- **Entries shown**:

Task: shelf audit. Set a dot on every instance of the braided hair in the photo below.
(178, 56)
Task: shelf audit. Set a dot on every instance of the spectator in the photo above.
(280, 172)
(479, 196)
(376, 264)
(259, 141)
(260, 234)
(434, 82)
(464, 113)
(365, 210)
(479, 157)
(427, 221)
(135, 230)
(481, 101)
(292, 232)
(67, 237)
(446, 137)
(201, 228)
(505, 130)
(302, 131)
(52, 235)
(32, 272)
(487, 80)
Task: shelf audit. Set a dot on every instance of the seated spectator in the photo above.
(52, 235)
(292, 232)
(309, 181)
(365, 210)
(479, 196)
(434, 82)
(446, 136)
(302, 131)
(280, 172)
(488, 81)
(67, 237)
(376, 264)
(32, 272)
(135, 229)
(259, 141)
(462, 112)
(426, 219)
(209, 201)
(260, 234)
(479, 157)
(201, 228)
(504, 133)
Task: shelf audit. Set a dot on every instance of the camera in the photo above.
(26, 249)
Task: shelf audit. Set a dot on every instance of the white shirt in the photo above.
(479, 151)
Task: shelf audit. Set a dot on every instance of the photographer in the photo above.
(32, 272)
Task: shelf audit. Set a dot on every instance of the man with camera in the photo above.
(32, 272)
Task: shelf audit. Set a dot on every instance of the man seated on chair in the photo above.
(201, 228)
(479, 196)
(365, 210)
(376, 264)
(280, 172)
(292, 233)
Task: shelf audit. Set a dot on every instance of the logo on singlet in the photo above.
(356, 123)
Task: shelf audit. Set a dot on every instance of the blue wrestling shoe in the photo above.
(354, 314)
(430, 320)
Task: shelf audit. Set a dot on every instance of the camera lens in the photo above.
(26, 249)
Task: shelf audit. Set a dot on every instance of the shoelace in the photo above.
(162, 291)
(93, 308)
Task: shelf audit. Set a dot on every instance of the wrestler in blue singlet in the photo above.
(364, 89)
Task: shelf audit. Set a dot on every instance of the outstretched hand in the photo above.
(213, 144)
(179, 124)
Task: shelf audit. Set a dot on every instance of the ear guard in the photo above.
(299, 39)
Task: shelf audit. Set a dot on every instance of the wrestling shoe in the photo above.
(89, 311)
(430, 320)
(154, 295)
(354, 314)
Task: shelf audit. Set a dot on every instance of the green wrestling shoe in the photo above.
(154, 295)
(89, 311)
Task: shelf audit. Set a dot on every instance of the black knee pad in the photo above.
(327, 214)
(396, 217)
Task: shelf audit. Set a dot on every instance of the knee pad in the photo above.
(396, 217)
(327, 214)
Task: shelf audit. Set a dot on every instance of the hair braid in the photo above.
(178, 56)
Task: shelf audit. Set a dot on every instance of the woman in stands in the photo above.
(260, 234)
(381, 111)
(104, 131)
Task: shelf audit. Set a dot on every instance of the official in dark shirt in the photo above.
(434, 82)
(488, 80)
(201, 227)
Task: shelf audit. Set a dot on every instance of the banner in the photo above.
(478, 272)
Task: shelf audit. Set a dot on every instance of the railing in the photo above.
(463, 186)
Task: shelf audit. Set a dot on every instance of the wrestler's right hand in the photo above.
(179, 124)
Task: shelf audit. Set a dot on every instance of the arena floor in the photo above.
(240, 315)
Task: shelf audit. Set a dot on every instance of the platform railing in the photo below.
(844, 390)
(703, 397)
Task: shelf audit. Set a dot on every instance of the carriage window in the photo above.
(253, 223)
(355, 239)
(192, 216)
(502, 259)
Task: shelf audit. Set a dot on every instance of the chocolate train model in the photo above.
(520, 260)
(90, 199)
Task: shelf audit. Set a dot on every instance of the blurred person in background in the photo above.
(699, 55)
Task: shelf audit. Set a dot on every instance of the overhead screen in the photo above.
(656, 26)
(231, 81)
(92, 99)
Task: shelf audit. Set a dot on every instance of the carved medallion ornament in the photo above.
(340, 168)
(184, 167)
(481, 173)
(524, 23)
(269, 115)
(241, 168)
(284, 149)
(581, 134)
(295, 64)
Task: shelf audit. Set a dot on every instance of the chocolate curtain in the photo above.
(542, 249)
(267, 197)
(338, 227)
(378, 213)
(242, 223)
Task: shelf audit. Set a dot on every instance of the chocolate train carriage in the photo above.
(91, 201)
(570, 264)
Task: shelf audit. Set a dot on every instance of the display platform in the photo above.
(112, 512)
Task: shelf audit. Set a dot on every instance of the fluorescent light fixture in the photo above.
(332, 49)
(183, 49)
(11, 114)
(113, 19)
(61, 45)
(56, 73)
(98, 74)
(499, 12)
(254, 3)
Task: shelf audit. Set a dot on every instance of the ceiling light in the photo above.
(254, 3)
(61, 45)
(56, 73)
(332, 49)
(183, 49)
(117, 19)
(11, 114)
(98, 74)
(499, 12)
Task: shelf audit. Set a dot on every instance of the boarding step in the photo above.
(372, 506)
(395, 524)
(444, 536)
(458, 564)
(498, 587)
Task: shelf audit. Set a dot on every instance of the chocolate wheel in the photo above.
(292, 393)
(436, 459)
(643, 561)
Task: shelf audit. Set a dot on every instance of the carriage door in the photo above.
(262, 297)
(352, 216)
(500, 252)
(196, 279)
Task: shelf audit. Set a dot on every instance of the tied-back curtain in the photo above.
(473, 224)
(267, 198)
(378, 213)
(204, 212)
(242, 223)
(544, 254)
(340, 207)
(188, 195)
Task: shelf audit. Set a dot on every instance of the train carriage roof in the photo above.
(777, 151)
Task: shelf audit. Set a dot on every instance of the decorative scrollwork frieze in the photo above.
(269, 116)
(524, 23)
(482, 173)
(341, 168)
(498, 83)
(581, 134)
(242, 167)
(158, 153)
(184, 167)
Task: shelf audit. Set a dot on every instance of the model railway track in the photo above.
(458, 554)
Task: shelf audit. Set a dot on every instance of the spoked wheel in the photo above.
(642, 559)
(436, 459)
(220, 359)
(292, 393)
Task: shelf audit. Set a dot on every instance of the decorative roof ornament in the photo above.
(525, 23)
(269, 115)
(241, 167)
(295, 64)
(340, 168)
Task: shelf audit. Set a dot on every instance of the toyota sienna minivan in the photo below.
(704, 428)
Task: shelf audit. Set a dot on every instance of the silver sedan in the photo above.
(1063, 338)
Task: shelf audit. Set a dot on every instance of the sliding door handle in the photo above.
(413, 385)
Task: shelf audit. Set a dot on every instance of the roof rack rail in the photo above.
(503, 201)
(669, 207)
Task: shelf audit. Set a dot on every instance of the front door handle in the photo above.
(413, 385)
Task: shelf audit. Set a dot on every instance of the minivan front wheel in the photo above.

- **What to do**: In full and verbatim, repeat the records given above.

- **Exercise response**:
Task: shelf audit. Set a dot on every instance of the braided hair in the photo below.
(178, 56)
Task: shelf audit. Set a dot on every instance of the spectator in the photo above.
(280, 172)
(479, 196)
(376, 264)
(259, 141)
(260, 234)
(434, 82)
(464, 113)
(365, 210)
(479, 157)
(427, 221)
(135, 230)
(481, 101)
(292, 232)
(67, 237)
(446, 137)
(201, 228)
(505, 130)
(302, 131)
(52, 235)
(32, 272)
(487, 80)
Task: shelf audit. Set a dot on every instance of the seated spectator in the photo above.
(52, 235)
(292, 232)
(309, 181)
(365, 210)
(479, 196)
(434, 82)
(446, 136)
(302, 131)
(280, 172)
(488, 81)
(67, 237)
(376, 264)
(32, 272)
(135, 229)
(259, 141)
(462, 112)
(426, 219)
(209, 201)
(260, 234)
(479, 157)
(201, 228)
(504, 133)
Task: shelf audit. Set a dot on every instance of the camera in the photo above.
(26, 249)
Task: shelf audit. Set a dot on every instance of the white shirt in the photo above.
(479, 151)
Task: shelf audit. Set a dot on every instance of the photographer in the photo above.
(32, 272)
Task: shelf audit. Set a dot on every instance of the man with camera in the photo above.
(32, 272)
Task: shelf audit. Set a dot on every instance of the man seated on chair in the photo above.
(201, 228)
(479, 196)
(365, 210)
(376, 264)
(280, 172)
(292, 233)
Task: shelf audit. Set a dot on every instance of the logo on singlet in the photo above.
(356, 123)
Task: shelf audit. Set a dot on every instance of the blue wrestling shoe in the photo above.
(354, 314)
(430, 320)
Task: shelf audit. Set a dot on every instance of the camera lens in the photo above.
(26, 249)
Task: shelf audit. Set a dot on every instance of the shoelace in the photo above.
(162, 291)
(93, 308)
Task: shelf audit. Set a dot on every instance of the wrestler in blue singlet in the photo above.
(364, 89)
Task: shelf audit. Set a dot on every instance of the outstretched hand in the photo above.
(213, 144)
(179, 124)
Task: shelf audit. Set a dot on every instance of the ear guard in the photo above.
(299, 39)
Task: shelf audit. Set a dot on every instance of the wrestling shoe in the photo above.
(89, 311)
(430, 320)
(154, 295)
(354, 314)
Task: shelf audit. Set a dot on every instance of the green wrestling shoe in the photo above.
(154, 295)
(89, 311)
Task: shelf audit. Set a dot on every instance of the black knee pad in the photo above.
(327, 214)
(396, 217)
Task: shelf audit. Set a dot on every instance of the knee pad in the photo above.
(396, 217)
(327, 214)
Task: shelf audit. Set a dot on every instance of the hair braid in the photo above.
(178, 56)
Task: shelf audit. Set a dot on every instance of the woman in stands in the photo above.
(260, 234)
(381, 111)
(104, 131)
Task: shelf audit. Set a dot on every instance of the official in dark shirt in the photo above.
(434, 82)
(488, 80)
(201, 227)
Task: shelf audit. Set a dot on every instance of the banner in the photo above.
(478, 272)
Task: shelf audit. Set a dot on every instance of the railing in the photo above.
(463, 186)
Task: shelf audit. Set a dot on every instance of the wrestler's right hand in the photo above.
(179, 124)
Task: shelf audit. Set a dot on every instance of the arena floor in the photo above.
(240, 315)
Task: shelf audit. Set a dot on every instance of the platform railing in the photo below.
(844, 390)
(703, 397)
Task: shelf audit. Set a dot on every instance of the carriage window in the photo above.
(253, 223)
(355, 239)
(192, 216)
(502, 259)
Task: shelf audit. Set a dot on every instance of the chocolate train model in the photo above.
(520, 260)
(90, 199)
Task: shelf audit. Set a dot on every instance of the blurred person in background in the photo above.
(699, 55)
Task: shelf audit. Set a dot on every instance of the overhead screen in the photo above.
(656, 26)
(231, 81)
(92, 99)
Task: shelf audit. Set a dot on every instance of the carved medallion ornament in the photo above.
(340, 168)
(184, 167)
(481, 173)
(524, 23)
(269, 115)
(241, 168)
(284, 149)
(581, 134)
(295, 64)
Task: shelf audit. Set a dot on every instance of the chocolate curtain in the photo above.
(542, 249)
(267, 197)
(338, 227)
(378, 213)
(242, 223)
Task: shelf audit. Set a dot on every instance of the chocolate train carriage in the photo above.
(91, 201)
(570, 264)
Task: shelf audit. Set a dot on every instance of the display platform in the photo above.
(112, 512)
Task: shelf audit. Set a dot on every instance of the fluorescent light fixture in the photo above.
(332, 49)
(183, 49)
(11, 114)
(113, 19)
(61, 45)
(56, 73)
(98, 74)
(499, 12)
(254, 3)
Task: shelf audit. Set a dot on every instance of the ceiling light in the photo above.
(254, 3)
(61, 45)
(56, 73)
(332, 49)
(183, 49)
(117, 19)
(11, 114)
(98, 74)
(499, 12)
Task: shelf audit. Set a dot on every instance of the boarding step in the photo above.
(372, 506)
(395, 524)
(444, 536)
(458, 564)
(498, 587)
Task: shelf audit. Set a dot on every instance of the chocolate wheel in the photo above.
(292, 393)
(436, 459)
(643, 561)
Task: shelf audit. Set a dot on every instance of the carriage door in the photo above.
(262, 297)
(352, 216)
(500, 252)
(196, 279)
Task: shelf audit. Set a dot on every instance of the tied-back curtain in the photo above.
(473, 224)
(267, 198)
(378, 213)
(204, 212)
(242, 223)
(544, 254)
(340, 207)
(188, 195)
Task: shelf audit. Set a dot on every instance of the train carriage roof in the photo above.
(777, 151)
Task: shelf audit. Set a dot on every instance of the decorative scrollwork frieze in the photo above.
(269, 116)
(524, 23)
(482, 173)
(341, 168)
(498, 83)
(581, 134)
(242, 167)
(158, 153)
(184, 167)
Task: shelf audit. Set a dot on every instance of the model railway track in the photo above.
(458, 554)
Task: shelf audit. Set a dot on every instance of the spoked wheel in the photo above.
(642, 559)
(436, 459)
(220, 359)
(292, 393)
Task: shelf audit. Set a dot on every instance of the decorative roof ornament in the photo above.
(525, 23)
(269, 115)
(241, 167)
(295, 64)
(340, 168)
Task: shelf audit. Set a dot on every instance of the toyota sienna minivan in the photo below.
(704, 428)
Task: shelf audit. Set a dot on every instance of the silver sedan in the photo above.
(1063, 338)
Task: shelf audit. Set a dot on every instance of the sliding door handle in the photo above.
(413, 385)
Task: shelf audit. Set a dot on every instance of the roof rack rail in the photo above.
(503, 201)
(669, 207)
Task: shelf audit. Set a dot on every instance of the front door handle in the photo above.
(413, 385)
Task: shelf audit. Set a dot on every instance of the minivan front wheel in the photo above.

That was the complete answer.